Express the data from the line with "Identify the dark" up to and including the line with "[188, 175, 229, 211]" as a Markdown table, with the columns Row and Text. Put the row number in Row and the line in Text, and leave out any blank lines.
========================
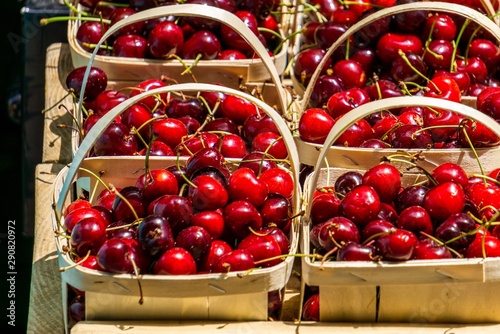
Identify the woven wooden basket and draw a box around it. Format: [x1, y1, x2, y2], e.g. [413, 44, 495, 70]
[301, 97, 500, 323]
[67, 2, 288, 87]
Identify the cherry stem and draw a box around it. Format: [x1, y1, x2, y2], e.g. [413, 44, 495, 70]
[398, 49, 430, 82]
[78, 167, 110, 203]
[40, 16, 111, 26]
[459, 118, 486, 180]
[419, 231, 464, 258]
[450, 19, 470, 72]
[109, 184, 140, 220]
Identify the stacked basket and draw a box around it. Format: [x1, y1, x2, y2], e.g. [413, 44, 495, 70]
[53, 4, 301, 329]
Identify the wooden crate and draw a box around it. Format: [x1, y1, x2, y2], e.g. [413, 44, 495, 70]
[52, 84, 301, 332]
[300, 167, 500, 324]
[68, 2, 289, 87]
[300, 97, 500, 323]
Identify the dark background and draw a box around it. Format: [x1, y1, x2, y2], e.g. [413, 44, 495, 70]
[0, 0, 33, 333]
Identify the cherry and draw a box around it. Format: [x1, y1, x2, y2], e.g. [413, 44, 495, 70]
[179, 29, 222, 60]
[153, 247, 197, 275]
[149, 194, 194, 235]
[76, 21, 109, 55]
[135, 169, 179, 205]
[251, 131, 288, 159]
[435, 212, 476, 251]
[238, 233, 282, 268]
[148, 21, 184, 59]
[337, 241, 376, 261]
[112, 186, 146, 223]
[423, 181, 465, 222]
[306, 74, 346, 108]
[394, 185, 429, 212]
[412, 238, 453, 260]
[318, 216, 360, 251]
[465, 235, 500, 258]
[137, 215, 175, 258]
[227, 167, 269, 207]
[223, 200, 262, 239]
[66, 66, 108, 102]
[112, 35, 148, 58]
[93, 122, 138, 156]
[332, 59, 366, 89]
[299, 108, 335, 144]
[220, 10, 259, 52]
[376, 32, 423, 64]
[260, 167, 296, 200]
[361, 219, 396, 242]
[293, 47, 332, 86]
[175, 226, 212, 261]
[302, 293, 320, 321]
[191, 210, 224, 240]
[375, 228, 418, 261]
[63, 207, 108, 234]
[362, 163, 401, 203]
[96, 238, 137, 274]
[396, 205, 434, 235]
[213, 249, 255, 273]
[69, 217, 107, 257]
[238, 152, 278, 177]
[188, 175, 229, 211]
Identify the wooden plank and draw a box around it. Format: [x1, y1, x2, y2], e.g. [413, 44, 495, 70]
[27, 164, 64, 334]
[42, 43, 76, 163]
[71, 321, 500, 334]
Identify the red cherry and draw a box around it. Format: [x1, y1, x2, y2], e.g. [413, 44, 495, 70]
[153, 247, 196, 275]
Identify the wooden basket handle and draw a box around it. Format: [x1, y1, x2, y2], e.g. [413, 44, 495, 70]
[78, 4, 287, 118]
[56, 82, 300, 219]
[303, 96, 500, 223]
[300, 1, 500, 112]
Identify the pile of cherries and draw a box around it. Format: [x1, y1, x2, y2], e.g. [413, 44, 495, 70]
[66, 67, 288, 159]
[76, 0, 288, 60]
[310, 162, 500, 261]
[294, 0, 500, 148]
[61, 147, 295, 320]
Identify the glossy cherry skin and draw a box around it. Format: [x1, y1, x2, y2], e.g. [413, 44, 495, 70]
[188, 175, 229, 210]
[465, 235, 500, 258]
[223, 200, 262, 239]
[69, 217, 107, 257]
[299, 108, 335, 144]
[212, 249, 255, 273]
[153, 247, 197, 275]
[396, 205, 434, 236]
[148, 21, 184, 59]
[66, 66, 108, 102]
[362, 163, 401, 203]
[318, 217, 360, 251]
[412, 238, 453, 260]
[227, 167, 269, 207]
[337, 241, 376, 261]
[238, 233, 282, 268]
[180, 30, 222, 60]
[423, 181, 465, 222]
[175, 226, 212, 261]
[137, 215, 175, 258]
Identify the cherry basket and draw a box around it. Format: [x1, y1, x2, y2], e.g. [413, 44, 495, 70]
[294, 1, 500, 168]
[52, 83, 301, 332]
[67, 1, 289, 87]
[290, 0, 500, 98]
[300, 97, 500, 323]
[68, 4, 298, 159]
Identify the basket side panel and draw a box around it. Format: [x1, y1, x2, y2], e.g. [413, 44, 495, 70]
[319, 285, 377, 322]
[378, 281, 500, 323]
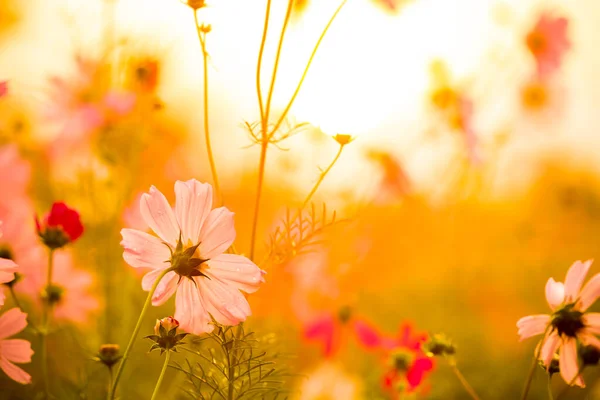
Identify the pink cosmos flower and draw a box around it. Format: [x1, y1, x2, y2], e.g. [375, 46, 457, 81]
[15, 246, 100, 324]
[517, 260, 600, 387]
[525, 12, 571, 78]
[121, 179, 265, 334]
[0, 258, 17, 306]
[0, 308, 33, 384]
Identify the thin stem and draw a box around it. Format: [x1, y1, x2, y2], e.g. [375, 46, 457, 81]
[300, 144, 346, 210]
[450, 362, 480, 400]
[250, 141, 269, 260]
[109, 267, 174, 400]
[194, 9, 221, 202]
[521, 325, 552, 400]
[40, 249, 54, 399]
[271, 0, 348, 138]
[8, 285, 23, 310]
[150, 350, 171, 400]
[256, 0, 271, 121]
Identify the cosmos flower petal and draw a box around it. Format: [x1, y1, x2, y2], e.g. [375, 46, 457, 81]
[559, 337, 585, 387]
[578, 274, 600, 311]
[536, 332, 560, 366]
[140, 186, 179, 247]
[565, 260, 592, 303]
[121, 229, 171, 269]
[195, 278, 252, 325]
[577, 329, 600, 350]
[517, 315, 550, 341]
[142, 269, 179, 306]
[199, 207, 235, 259]
[175, 278, 214, 335]
[0, 357, 31, 385]
[546, 278, 565, 310]
[175, 179, 213, 244]
[0, 308, 27, 340]
[0, 339, 33, 363]
[206, 254, 266, 293]
[583, 313, 600, 335]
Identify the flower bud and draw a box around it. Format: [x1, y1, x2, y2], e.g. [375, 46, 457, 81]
[35, 202, 83, 250]
[423, 333, 456, 357]
[94, 344, 122, 368]
[146, 317, 187, 354]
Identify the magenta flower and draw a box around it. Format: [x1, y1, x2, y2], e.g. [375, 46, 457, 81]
[525, 13, 571, 78]
[0, 308, 33, 384]
[517, 260, 600, 387]
[121, 179, 265, 334]
[35, 202, 83, 249]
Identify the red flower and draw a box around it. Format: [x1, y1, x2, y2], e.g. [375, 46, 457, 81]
[35, 202, 83, 249]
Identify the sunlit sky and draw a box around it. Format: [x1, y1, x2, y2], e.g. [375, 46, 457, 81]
[0, 0, 600, 200]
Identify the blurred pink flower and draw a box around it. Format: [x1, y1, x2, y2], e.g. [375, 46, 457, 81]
[0, 308, 33, 384]
[15, 246, 100, 324]
[121, 179, 265, 334]
[525, 12, 570, 78]
[517, 260, 600, 387]
[0, 258, 18, 306]
[304, 307, 380, 357]
[0, 144, 31, 206]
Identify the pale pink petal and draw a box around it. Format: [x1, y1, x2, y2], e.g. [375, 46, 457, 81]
[0, 308, 27, 340]
[583, 313, 600, 335]
[577, 274, 600, 311]
[140, 186, 179, 247]
[199, 207, 235, 259]
[546, 278, 565, 310]
[559, 338, 585, 387]
[540, 332, 560, 366]
[517, 315, 550, 341]
[0, 357, 31, 385]
[121, 229, 171, 269]
[206, 254, 265, 293]
[565, 260, 592, 303]
[577, 329, 600, 350]
[0, 339, 33, 364]
[175, 179, 213, 245]
[175, 278, 214, 335]
[195, 277, 252, 326]
[142, 269, 179, 306]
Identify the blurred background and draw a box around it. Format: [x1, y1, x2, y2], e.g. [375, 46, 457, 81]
[0, 0, 600, 400]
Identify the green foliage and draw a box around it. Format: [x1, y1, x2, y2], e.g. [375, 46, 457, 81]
[172, 324, 290, 400]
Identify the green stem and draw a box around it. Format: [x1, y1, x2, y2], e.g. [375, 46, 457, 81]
[150, 350, 171, 400]
[194, 9, 221, 201]
[450, 362, 480, 400]
[40, 249, 54, 399]
[109, 267, 174, 400]
[271, 0, 348, 138]
[521, 325, 552, 400]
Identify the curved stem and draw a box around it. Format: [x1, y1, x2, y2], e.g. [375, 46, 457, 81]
[271, 0, 348, 138]
[41, 249, 54, 399]
[300, 144, 346, 211]
[450, 362, 480, 400]
[250, 141, 269, 261]
[521, 325, 552, 400]
[256, 0, 271, 121]
[109, 267, 174, 400]
[150, 350, 171, 400]
[548, 374, 554, 400]
[194, 9, 221, 202]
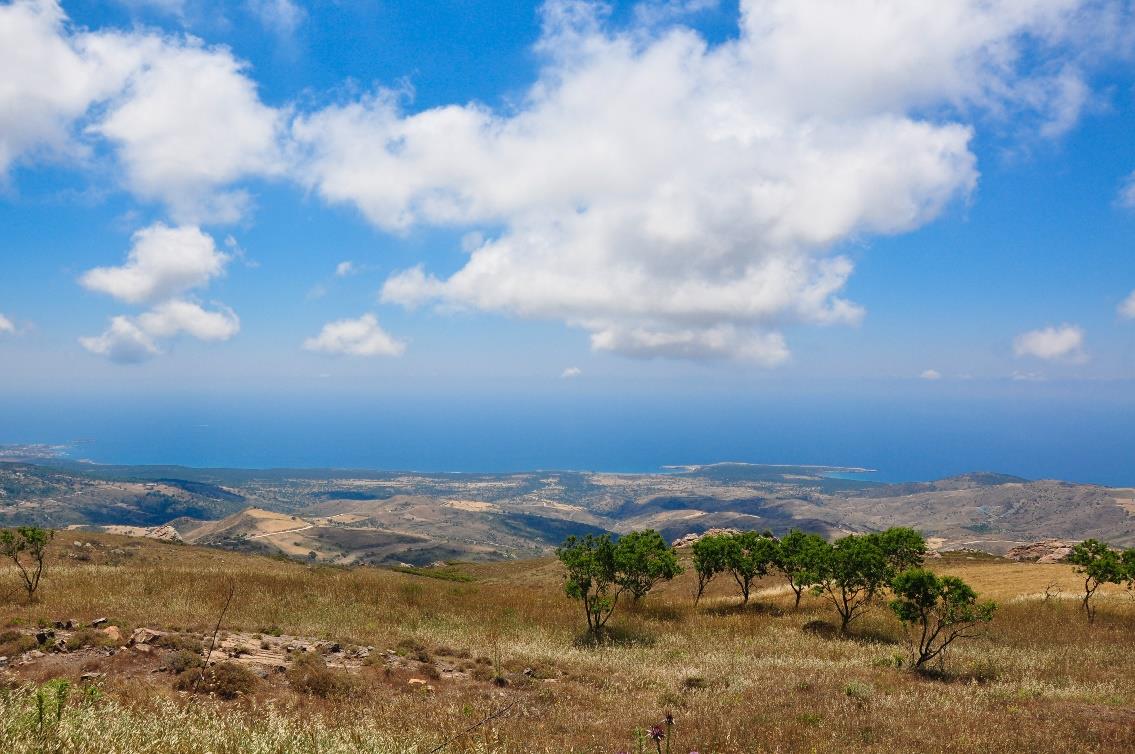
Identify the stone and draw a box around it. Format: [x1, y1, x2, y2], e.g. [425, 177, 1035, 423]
[127, 628, 166, 646]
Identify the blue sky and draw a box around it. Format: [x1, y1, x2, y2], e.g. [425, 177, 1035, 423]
[0, 0, 1135, 402]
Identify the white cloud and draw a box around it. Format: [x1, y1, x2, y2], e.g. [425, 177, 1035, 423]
[137, 300, 241, 341]
[1012, 325, 1086, 361]
[79, 300, 241, 363]
[0, 0, 124, 177]
[303, 315, 406, 357]
[78, 317, 161, 363]
[79, 223, 229, 303]
[89, 37, 285, 223]
[247, 0, 308, 36]
[293, 0, 1116, 365]
[0, 0, 286, 223]
[1119, 291, 1135, 319]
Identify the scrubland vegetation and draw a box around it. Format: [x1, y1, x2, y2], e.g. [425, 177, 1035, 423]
[0, 533, 1135, 754]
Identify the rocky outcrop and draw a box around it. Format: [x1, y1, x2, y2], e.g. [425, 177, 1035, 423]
[671, 528, 741, 547]
[1006, 539, 1075, 563]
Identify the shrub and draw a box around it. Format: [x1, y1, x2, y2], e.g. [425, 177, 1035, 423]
[556, 534, 619, 638]
[774, 529, 827, 609]
[813, 534, 891, 634]
[693, 534, 728, 604]
[1068, 539, 1135, 623]
[891, 568, 997, 668]
[724, 531, 776, 604]
[161, 650, 205, 676]
[615, 529, 682, 602]
[174, 662, 260, 699]
[286, 652, 354, 698]
[0, 526, 56, 602]
[154, 634, 205, 654]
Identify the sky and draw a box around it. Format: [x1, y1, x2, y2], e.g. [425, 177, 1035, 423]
[0, 0, 1135, 476]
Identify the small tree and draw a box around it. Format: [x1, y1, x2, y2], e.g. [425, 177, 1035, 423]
[693, 534, 729, 605]
[0, 526, 56, 602]
[725, 531, 776, 605]
[891, 568, 997, 668]
[775, 529, 827, 609]
[615, 529, 682, 602]
[556, 534, 621, 638]
[1068, 539, 1128, 623]
[874, 526, 926, 573]
[813, 535, 892, 634]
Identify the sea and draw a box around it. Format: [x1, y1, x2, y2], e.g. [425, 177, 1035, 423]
[0, 391, 1135, 486]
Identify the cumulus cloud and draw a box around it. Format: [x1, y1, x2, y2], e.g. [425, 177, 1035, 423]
[79, 223, 241, 363]
[0, 0, 124, 176]
[303, 315, 406, 357]
[0, 0, 286, 223]
[293, 0, 1116, 365]
[79, 223, 229, 303]
[78, 316, 161, 363]
[89, 37, 285, 223]
[1012, 325, 1086, 361]
[137, 300, 241, 341]
[79, 300, 241, 363]
[1119, 291, 1135, 319]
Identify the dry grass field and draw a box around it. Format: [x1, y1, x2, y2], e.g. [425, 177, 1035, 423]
[0, 533, 1135, 754]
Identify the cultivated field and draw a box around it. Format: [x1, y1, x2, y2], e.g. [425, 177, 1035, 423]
[0, 533, 1135, 754]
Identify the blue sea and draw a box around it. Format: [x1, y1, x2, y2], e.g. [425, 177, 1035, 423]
[0, 386, 1135, 486]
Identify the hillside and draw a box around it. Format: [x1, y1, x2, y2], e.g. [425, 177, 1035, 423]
[0, 533, 1135, 754]
[0, 463, 1135, 566]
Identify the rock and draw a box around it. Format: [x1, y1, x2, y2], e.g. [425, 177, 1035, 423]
[127, 628, 166, 647]
[1006, 539, 1073, 563]
[671, 528, 741, 547]
[144, 523, 184, 542]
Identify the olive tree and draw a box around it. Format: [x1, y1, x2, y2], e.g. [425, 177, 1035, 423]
========================
» Solution
| Row | Text |
|---|---|
| 1 | Identify the dark background and draw a box around it. Format: [x1, y1, x2, y2], e.g. [413, 44, 495, 70] |
| 2 | [0, 0, 33, 333] |
| 3 | Identify the cherry and draw a box around it. Format: [x1, y1, x2, y2], e.g. [413, 44, 495, 70] |
| 4 | [179, 29, 222, 60] |
| 5 | [153, 247, 197, 275] |
| 6 | [149, 194, 194, 235] |
| 7 | [76, 21, 109, 55] |
| 8 | [135, 169, 179, 205] |
| 9 | [251, 131, 288, 159] |
| 10 | [435, 212, 476, 251] |
| 11 | [238, 233, 282, 268] |
| 12 | [148, 21, 184, 59] |
| 13 | [337, 241, 376, 261] |
| 14 | [112, 186, 146, 223] |
| 15 | [423, 181, 465, 222] |
| 16 | [306, 74, 346, 108] |
| 17 | [394, 185, 429, 212] |
| 18 | [412, 238, 453, 260] |
| 19 | [318, 216, 360, 251] |
| 20 | [465, 235, 500, 258] |
| 21 | [137, 215, 175, 258] |
| 22 | [227, 167, 269, 207] |
| 23 | [223, 200, 262, 239] |
| 24 | [66, 66, 108, 102] |
| 25 | [112, 35, 148, 58] |
| 26 | [93, 122, 138, 156] |
| 27 | [332, 59, 366, 89] |
| 28 | [299, 108, 335, 144] |
| 29 | [220, 10, 259, 52] |
| 30 | [376, 32, 423, 64] |
| 31 | [260, 167, 296, 200] |
| 32 | [361, 219, 396, 242] |
| 33 | [293, 47, 332, 86] |
| 34 | [175, 226, 212, 261] |
| 35 | [302, 293, 320, 321] |
| 36 | [191, 210, 224, 240] |
| 37 | [375, 228, 418, 261] |
| 38 | [63, 207, 108, 234] |
| 39 | [362, 163, 401, 203] |
| 40 | [96, 238, 137, 274] |
| 41 | [396, 205, 434, 235] |
| 42 | [213, 249, 255, 273] |
| 43 | [69, 217, 107, 257] |
| 44 | [238, 152, 278, 177] |
| 45 | [188, 175, 229, 211] |